EXCERPTED RECORDS
-- -- --

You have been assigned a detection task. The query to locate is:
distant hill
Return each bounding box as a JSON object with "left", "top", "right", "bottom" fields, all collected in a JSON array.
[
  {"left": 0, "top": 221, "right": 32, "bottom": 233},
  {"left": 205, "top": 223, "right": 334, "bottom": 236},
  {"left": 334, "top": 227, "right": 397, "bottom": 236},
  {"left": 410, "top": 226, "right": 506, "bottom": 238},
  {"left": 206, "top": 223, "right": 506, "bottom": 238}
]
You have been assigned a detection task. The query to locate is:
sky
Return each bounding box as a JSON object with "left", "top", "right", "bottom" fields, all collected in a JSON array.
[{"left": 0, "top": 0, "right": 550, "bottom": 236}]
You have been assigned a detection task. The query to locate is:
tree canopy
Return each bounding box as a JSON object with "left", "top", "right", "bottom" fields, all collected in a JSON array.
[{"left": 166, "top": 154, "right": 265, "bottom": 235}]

-- -- --

SET EXERCISE
Scale this listing: reproduce every line of it, including each request, and multiply every bounding-box coordinate in the answers by 2.6, rounding to the nearest whole number with halves rounded up. Keep the numbers in the requests and in their format descriptions as they are.

FINAL RESULT
You have been assigned a detection task. The query to locate is:
distant hill
Return each bounding box as a JSON object with "left", "top", "right", "bottom" fields, all collected in a JSON array.
[
  {"left": 0, "top": 575, "right": 83, "bottom": 606},
  {"left": 533, "top": 580, "right": 868, "bottom": 614},
  {"left": 868, "top": 590, "right": 1032, "bottom": 614},
  {"left": 1066, "top": 588, "right": 1316, "bottom": 619},
  {"left": 536, "top": 580, "right": 1316, "bottom": 619}
]
You have been assigned a detection task. The query to locate is:
sky
Return each bounding box as a JSON object with "left", "top", "right", "bottom" fields, all collected in a JSON array.
[{"left": 0, "top": 0, "right": 1430, "bottom": 614}]
You have been assigned a detection task. The query to locate is:
tree canopy
Return each bounding box as a JSON object with "left", "top", "right", "bottom" fields, all collected in a JSON array.
[{"left": 432, "top": 400, "right": 689, "bottom": 611}]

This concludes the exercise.